Activity :: Output every line of the material exactly, omitting images.

Data provided ::
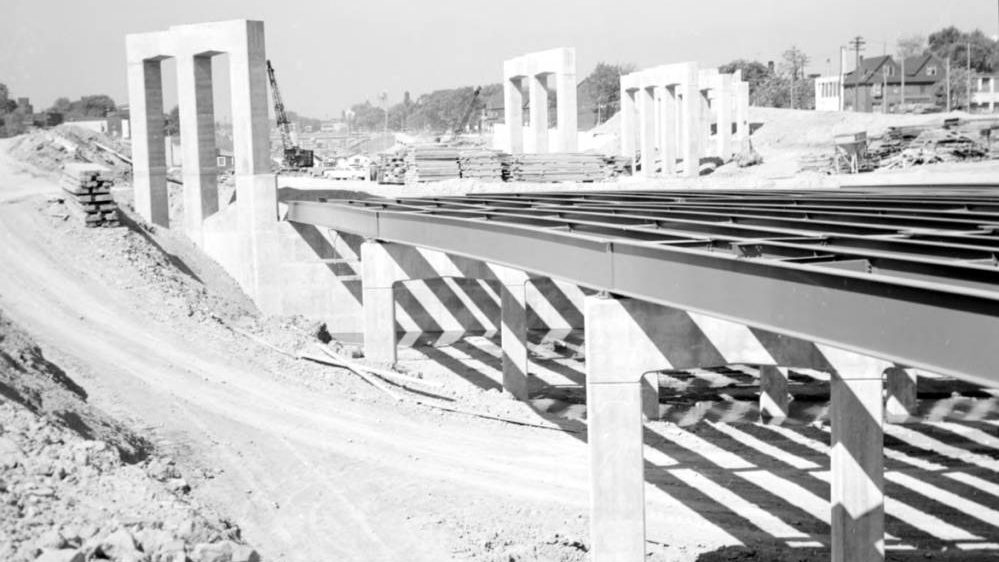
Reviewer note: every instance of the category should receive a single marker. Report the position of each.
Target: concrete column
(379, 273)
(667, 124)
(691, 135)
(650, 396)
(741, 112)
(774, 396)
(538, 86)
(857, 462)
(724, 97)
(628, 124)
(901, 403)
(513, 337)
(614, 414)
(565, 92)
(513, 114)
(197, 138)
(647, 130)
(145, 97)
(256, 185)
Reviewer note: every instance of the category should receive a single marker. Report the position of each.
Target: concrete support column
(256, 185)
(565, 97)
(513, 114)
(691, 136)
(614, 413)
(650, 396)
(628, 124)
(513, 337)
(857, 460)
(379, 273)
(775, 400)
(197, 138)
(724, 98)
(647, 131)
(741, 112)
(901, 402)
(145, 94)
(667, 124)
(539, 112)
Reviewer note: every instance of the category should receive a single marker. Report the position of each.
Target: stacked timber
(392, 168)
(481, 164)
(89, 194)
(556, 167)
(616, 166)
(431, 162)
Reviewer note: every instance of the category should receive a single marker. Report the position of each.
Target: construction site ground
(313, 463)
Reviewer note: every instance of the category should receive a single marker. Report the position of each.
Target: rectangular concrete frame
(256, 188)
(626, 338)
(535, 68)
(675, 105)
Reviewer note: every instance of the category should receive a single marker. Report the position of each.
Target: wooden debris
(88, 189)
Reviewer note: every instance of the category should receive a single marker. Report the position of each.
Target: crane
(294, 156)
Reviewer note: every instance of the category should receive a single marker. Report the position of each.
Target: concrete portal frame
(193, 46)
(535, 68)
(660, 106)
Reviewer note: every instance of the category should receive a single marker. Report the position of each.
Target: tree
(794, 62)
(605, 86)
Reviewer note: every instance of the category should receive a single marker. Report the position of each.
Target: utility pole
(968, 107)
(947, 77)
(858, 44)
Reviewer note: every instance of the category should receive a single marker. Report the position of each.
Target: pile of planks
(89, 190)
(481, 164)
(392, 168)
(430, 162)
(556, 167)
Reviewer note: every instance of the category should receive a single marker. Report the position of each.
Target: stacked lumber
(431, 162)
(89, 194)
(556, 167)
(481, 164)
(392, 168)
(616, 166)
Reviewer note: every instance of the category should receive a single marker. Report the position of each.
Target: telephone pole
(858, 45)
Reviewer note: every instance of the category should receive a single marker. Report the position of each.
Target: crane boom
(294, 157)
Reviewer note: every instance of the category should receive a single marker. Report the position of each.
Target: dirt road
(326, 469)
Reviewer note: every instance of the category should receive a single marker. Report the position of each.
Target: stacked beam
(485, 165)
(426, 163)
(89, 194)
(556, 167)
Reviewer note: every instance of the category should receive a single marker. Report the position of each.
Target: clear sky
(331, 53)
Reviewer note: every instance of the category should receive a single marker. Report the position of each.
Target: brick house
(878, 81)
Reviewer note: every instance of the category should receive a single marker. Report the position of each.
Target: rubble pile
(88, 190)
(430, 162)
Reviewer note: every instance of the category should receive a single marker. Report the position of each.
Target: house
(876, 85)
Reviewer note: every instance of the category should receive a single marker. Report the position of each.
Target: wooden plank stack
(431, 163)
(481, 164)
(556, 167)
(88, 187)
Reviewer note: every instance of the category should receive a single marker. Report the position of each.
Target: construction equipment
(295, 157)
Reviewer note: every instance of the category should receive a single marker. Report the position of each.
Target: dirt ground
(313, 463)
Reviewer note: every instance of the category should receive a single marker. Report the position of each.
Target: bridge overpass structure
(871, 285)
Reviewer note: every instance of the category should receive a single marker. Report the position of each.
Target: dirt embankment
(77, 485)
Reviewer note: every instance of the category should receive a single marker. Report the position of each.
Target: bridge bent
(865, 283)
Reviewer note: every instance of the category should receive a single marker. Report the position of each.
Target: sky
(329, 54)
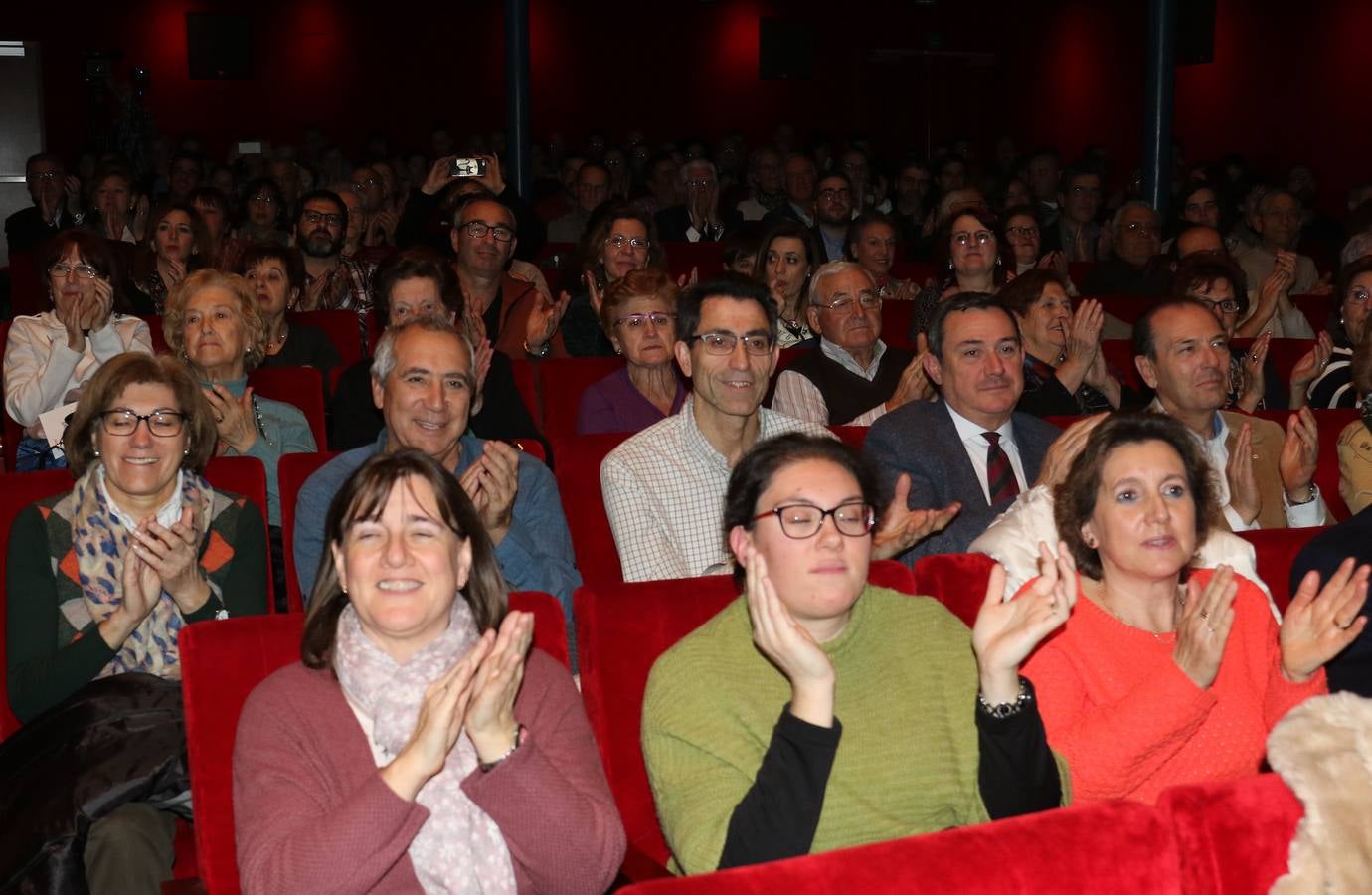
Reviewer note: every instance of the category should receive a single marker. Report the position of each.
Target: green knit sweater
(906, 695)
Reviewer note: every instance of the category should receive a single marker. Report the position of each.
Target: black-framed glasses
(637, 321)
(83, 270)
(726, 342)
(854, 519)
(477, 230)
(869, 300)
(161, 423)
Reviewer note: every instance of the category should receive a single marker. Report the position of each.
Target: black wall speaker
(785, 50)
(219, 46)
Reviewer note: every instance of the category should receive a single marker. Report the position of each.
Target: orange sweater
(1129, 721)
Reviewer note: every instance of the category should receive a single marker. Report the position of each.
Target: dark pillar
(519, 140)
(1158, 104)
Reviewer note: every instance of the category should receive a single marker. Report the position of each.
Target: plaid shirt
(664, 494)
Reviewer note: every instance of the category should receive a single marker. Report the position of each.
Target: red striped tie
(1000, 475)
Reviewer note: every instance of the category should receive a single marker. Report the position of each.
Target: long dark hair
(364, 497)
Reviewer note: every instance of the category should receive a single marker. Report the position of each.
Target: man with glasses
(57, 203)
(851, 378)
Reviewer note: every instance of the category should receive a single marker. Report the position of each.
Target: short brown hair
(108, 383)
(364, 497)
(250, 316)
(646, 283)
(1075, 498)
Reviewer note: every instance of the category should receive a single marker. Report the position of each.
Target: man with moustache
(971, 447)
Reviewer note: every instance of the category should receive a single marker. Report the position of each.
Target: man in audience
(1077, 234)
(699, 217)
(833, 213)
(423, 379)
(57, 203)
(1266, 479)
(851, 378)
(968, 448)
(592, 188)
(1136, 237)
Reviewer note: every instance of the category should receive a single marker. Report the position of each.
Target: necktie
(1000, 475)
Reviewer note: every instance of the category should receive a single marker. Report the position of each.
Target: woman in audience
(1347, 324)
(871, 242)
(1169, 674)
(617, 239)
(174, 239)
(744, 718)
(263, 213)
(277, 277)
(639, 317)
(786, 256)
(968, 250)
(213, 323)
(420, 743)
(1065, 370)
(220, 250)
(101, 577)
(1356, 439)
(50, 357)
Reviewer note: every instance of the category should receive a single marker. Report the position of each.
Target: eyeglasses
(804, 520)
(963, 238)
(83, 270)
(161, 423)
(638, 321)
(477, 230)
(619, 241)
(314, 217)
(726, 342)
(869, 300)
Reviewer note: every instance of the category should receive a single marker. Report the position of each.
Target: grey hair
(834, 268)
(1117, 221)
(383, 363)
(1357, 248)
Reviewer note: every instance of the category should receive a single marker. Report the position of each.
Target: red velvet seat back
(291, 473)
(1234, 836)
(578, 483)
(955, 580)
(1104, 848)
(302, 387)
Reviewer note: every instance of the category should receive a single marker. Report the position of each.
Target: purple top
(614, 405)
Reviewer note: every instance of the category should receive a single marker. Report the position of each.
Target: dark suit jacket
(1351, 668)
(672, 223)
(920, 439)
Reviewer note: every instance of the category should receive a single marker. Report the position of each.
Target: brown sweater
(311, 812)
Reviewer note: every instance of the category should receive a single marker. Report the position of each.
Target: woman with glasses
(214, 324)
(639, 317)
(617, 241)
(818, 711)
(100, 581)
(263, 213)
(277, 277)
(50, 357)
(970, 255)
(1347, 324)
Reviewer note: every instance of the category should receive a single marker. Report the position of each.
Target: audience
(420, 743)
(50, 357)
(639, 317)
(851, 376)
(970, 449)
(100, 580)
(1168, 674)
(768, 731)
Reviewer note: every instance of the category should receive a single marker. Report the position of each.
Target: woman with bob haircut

Final answer ::
Reviewer note: every instance of the category should receive a single marker. Report the position of each.
Target: concrete column
(379, 273)
(667, 124)
(691, 135)
(650, 396)
(741, 112)
(774, 396)
(538, 86)
(857, 462)
(724, 97)
(628, 124)
(901, 403)
(513, 337)
(614, 414)
(565, 92)
(513, 114)
(197, 138)
(647, 130)
(145, 97)
(256, 185)
Reviewer note: every instance of the category should receive a single marker. Report the position of each.
Target: concrete support column
(256, 185)
(565, 97)
(513, 114)
(691, 136)
(614, 413)
(650, 396)
(628, 124)
(513, 337)
(857, 460)
(379, 273)
(775, 400)
(197, 138)
(724, 98)
(647, 131)
(741, 112)
(901, 402)
(145, 94)
(667, 124)
(539, 112)
Reviewer note: every instance of the category should receive a single marker. Report the position of each.
Target: stacked timber
(392, 168)
(481, 164)
(89, 194)
(556, 167)
(616, 166)
(431, 162)
Reviewer note: every instance of the category should receive a single marker. Report the position of each.
Target: construction site ground
(313, 463)
Reviewer note: every instance of the category should receive a single marker. Report the position of each.
Target: rectangular concrete frame
(256, 188)
(626, 338)
(535, 68)
(675, 105)
Reviewer note: every instance of the category should receive a single marker. Report the position of each.
Target: wooden debris
(88, 189)
Reviewer note: every instance of the category should receive a single marker. Report the position of each.
Target: crane
(294, 156)
Reviewer note: every instance of the category should receive a single marker. Report the position of each.
Target: concrete portal frame
(193, 46)
(535, 68)
(660, 106)
Reviewer note: every instance of the category should receive a single marker. Report the position of each.
Target: tree
(794, 62)
(605, 86)
Reviewer note: every instance of the category should receive a single marker. Report the position of each.
Target: utility pole
(968, 107)
(947, 77)
(858, 44)
Reviewer note: every instance of the category should receive a single marker. Report the position of each.
Target: pile of planks
(89, 190)
(481, 164)
(392, 168)
(430, 162)
(556, 167)
Reviewer note: every instance of the category should receive a single marker. Report the position of each.
Target: stacked lumber
(431, 162)
(89, 194)
(556, 167)
(481, 164)
(392, 168)
(616, 166)
Reviewer note: every instance of the category should receive a single marker. Report the position of each.
Target: telephone pole
(858, 45)
Reviewer note: every instance of the category should receive a single marker. Report the position of each.
Target: crane boom
(294, 157)
Reviewer note: every instance of the category should receive a single marker. Report the position of each.
Target: dirt road
(326, 469)
Reviewer note: every instance of the category should receive a single marker. Report the position of each.
Target: stacked beam
(485, 165)
(426, 163)
(89, 194)
(556, 167)
Reviewer note: every instance of the category should receive a single marker. Report the position of each.
Target: clear sky
(331, 53)
Reviewer note: every instance of the category should receive a single marker. Report the position of each.
Target: brick house
(878, 81)
Reviewer note: every instance of the category should receive a single marker. Report the position of each.
Target: rubble pile
(88, 190)
(430, 162)
Reviewer note: every instance of the category should receive a single marker. Report the position of each.
Target: house
(876, 85)
Reviewer note: every instance of the category should receive a single marker. Report the position of each.
Target: wooden plank stack
(431, 163)
(481, 164)
(556, 167)
(88, 187)
Reviewer note: every instance of the category should receive a single marker. Report the position of each.
Target: construction equipment
(295, 157)
Reviewer note: every instance of the category should receive a single marker. Report the position of each.
Target: dirt ground
(313, 463)
Reviewer note: every instance of the category should receive a single marker. Report the position of each.
Target: bridge overpass structure
(871, 285)
Reviewer note: every instance of the category should receive a single marker. Report the position of each.
Target: dirt embankment
(77, 485)
Reviewer note: every instance of the category should receive a single marker. Report the position of each.
Target: bridge bent
(865, 283)
Reviewer note: every instance of the category should receive a single marker. Report the position of each.
Target: sky
(329, 54)
Reviewer note: every instance of the category should receive a single marker. Report the position of each.
Target: green knit sweater
(906, 695)
Reviewer note: every instance of the category should receive a single marker. Report the position of each.
Target: black-framed glasses
(637, 321)
(83, 270)
(726, 342)
(854, 519)
(477, 230)
(869, 300)
(161, 423)
Reviewer note: every instance of the category should receive a single marker. Report the position of each.
Target: black wall speaker
(785, 50)
(219, 46)
Reviewer note: every instance of the category should receive a single marker. Report the position of each.
Target: orange sweater
(1129, 721)
Reviewer note: every instance of the category should receive a single marker. Report the position of each.
Target: dark pillar
(519, 140)
(1158, 104)
Reviewer note: every instance of the category should receive a single marker. Report the position of each.
Target: plaid shirt
(664, 494)
Reviewer note: every instance of the category should receive a single marker. Report the position of each.
Target: red striped tie
(1000, 475)
Reviewer note: every instance of the category should receive a single marker. Report the position of each.
Target: long dark hair
(364, 497)
Reviewer note: every instance of the category should receive a single marker. Report the position of each.
Target: man with glasses
(57, 203)
(851, 378)
Reviewer note: every instance of the category should receive a single marker. Report the position of each.
Target: short brown hair
(108, 383)
(364, 497)
(250, 316)
(646, 283)
(1075, 498)
Reviewer note: every instance of the category should receive a single marker. Report the position of each.
Target: man with moustache
(971, 447)
Reviewer note: every instance of the category should receive a single marker. Report the position of each.
Target: man in audience
(1077, 234)
(699, 217)
(833, 213)
(423, 379)
(57, 203)
(1266, 479)
(851, 378)
(968, 448)
(592, 188)
(1136, 237)
Reviewer note: every instance of the category should receive a single marker. Report the position of each.
Target: necktie
(1000, 475)
Reviewer note: every instance of the category should receive a single marker. Report the position of each.
Target: woman in audience
(1347, 324)
(871, 242)
(1169, 674)
(617, 239)
(174, 239)
(744, 718)
(263, 213)
(277, 277)
(639, 317)
(786, 256)
(968, 250)
(213, 323)
(420, 743)
(1065, 370)
(220, 250)
(101, 577)
(1356, 439)
(50, 357)
Reviewer note: every instance of the category should receive a single marker. Report the position of each.
Target: eyeglasses
(804, 520)
(963, 238)
(83, 270)
(161, 423)
(638, 321)
(477, 230)
(619, 241)
(314, 217)
(726, 342)
(869, 300)
Reviewer note: every instance of the category should receive a single marker. Report the position of each.
Target: grey hair
(834, 268)
(1117, 221)
(383, 363)
(1357, 248)
Reviewer note: every instance of the category should receive a single marker. Report the position of each.
Target: red velvet seat back
(291, 473)
(1234, 836)
(578, 483)
(955, 580)
(1104, 848)
(302, 387)
Reviewer note: every instance of the category should receive a single marker. Report the position of each.
Target: purple top
(614, 405)
Reviewer note: every instance of the category should receive a single marker. Report the position of each.
Target: dark suit jacket
(1351, 668)
(672, 223)
(920, 439)
Reviewer note: every instance of the category should receive a single marker. Report the position of each.
Target: brown sweater
(311, 812)
Reviewer note: every instance of the category should receive a single marker. Report the position of each.
Target: woman with glasses
(214, 324)
(639, 317)
(617, 241)
(818, 711)
(100, 581)
(263, 213)
(277, 277)
(50, 357)
(970, 255)
(1347, 324)
Reviewer note: every instance of the category should receive a single marker. Report the position of each.
Target: audience
(420, 743)
(50, 357)
(639, 317)
(851, 376)
(970, 449)
(100, 580)
(1168, 674)
(768, 731)
Reviewer note: every instance of the category should receive a single marker. Report the position of each.
Target: woman with bob haircut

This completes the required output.